## CONSIGNE
Répondez aux questions suivantes à partir du texte proposé sur la religion :
1. Par quelle méthode faudrait-il avoir traité le problème pour obtenir une notion scientifique de la religion ?
2. Que la religion défend-elle au Juif de manger ?
3. Quelle sorte de religion assure-t-on qu'il existe au moins une fois ?

On pourrait vérifier encore cette proposition en procédant d’après une méthode que nous ne ferons qu’indiquer brièvement.

Nous ne possédons pas actuellement de notion scientifique de ce que c’est que la religion ; pour l’obtenir, en effet, il faudrait avoir traité le problème par cette même méthode comparative que nous avons appliquée à la question du crime, et c’est une tentative qui n’a pas encore été faite. On a dit souvent que la religion était, à chaque moment de l’histoire, l’ensemble des croyances et des sentiments de toute sorte relatifs aux rapports de l’homme avec un être ou des êtres dont il regarde la nature comme supérieure à la sienne. Mais une telle définition est manifestement inadéquate. En effet, il y a une multitude de règles, soit de conduite, soit de pensée, qui sont certainement religieuses et qui pourtant s’appliquent à des rapports d’une tout autre sorte. La religion défend au Juif de manger de certaines viandes, lui ordonne de s’habiller d’une manière déterminée ; elle impose telle ou telle opinion sur la nature de l’homme et des choses, sur les origines du monde ; elle règle bien souvent les relations juridiques, morales, économiques. Sa sphère d’action s’étend donc bien au delà du commerce de l’homme avec le divin. On assure d’ailleurs qu’il existe au moins une religion sans Dieu[1] : il suffirait que ce seul fait fût bien établi pour qu’on n’eût plus le droit de définir la religion en fonction de l’idée de Dieu. Enfin, si l’autorité extraordinaire que le croyant prête à la divinité peut rendre compte du prestige particulier de tout ce qui est religieux, il reste à expliquer comment les hommes ont été conduits à attribuer une telle autorité à un être qui, de l’aveu de tout le monde, est, dans bien des cas, sinon toujours, un produit de leur imagination. Rien ne vient de rien ; il faut donc que cette force qu’il a lui vienne de quelque part, et, par conséquent, cette formule ne nous fait pas connaître l’essence du phénomène.

## DONNÉES FOURNIES
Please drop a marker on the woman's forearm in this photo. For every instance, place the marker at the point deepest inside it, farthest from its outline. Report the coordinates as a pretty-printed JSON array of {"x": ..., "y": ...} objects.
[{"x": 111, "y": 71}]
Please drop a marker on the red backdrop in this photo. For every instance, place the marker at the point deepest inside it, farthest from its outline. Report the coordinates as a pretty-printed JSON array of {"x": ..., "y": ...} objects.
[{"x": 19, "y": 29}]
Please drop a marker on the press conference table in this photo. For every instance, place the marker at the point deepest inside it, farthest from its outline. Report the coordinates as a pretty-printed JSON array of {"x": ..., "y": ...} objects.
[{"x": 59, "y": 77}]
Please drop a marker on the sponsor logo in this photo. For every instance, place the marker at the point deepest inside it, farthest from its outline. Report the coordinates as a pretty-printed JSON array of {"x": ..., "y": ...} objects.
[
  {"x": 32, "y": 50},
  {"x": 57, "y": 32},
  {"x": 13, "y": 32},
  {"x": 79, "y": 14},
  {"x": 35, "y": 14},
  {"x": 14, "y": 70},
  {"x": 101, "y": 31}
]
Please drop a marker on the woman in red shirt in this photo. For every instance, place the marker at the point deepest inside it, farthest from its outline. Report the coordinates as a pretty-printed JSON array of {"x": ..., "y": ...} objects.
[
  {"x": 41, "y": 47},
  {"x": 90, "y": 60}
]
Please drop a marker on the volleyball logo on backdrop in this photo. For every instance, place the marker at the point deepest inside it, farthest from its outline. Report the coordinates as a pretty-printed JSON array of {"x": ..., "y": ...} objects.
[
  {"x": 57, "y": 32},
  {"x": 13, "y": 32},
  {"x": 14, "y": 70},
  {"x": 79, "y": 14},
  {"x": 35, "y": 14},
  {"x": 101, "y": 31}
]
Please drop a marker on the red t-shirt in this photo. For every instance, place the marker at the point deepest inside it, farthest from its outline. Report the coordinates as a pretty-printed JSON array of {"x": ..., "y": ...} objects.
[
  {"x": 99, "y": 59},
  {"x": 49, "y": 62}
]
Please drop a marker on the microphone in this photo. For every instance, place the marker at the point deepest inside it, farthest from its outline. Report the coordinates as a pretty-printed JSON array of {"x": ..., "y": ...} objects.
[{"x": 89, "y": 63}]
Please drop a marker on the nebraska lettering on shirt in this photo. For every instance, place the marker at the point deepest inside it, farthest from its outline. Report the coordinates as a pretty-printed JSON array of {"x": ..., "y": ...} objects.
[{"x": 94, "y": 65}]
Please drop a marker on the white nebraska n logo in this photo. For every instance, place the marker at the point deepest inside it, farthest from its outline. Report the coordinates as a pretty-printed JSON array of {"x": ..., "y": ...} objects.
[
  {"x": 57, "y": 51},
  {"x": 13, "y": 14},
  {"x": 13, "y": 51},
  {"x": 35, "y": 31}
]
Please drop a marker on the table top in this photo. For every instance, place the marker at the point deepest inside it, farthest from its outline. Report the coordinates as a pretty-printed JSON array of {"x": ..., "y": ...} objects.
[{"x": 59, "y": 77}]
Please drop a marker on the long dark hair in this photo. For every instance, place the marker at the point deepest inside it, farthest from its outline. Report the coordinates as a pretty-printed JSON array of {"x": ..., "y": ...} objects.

## RÉPONSE
1. Il faudrait avoir traité le problème par la méthode comparative, celle qui a été appliquée à la question du crime.
2. La religion défend au Juif de manger de certaines viandes.
3. On assure qu'il existe au moins une religion sans Dieu.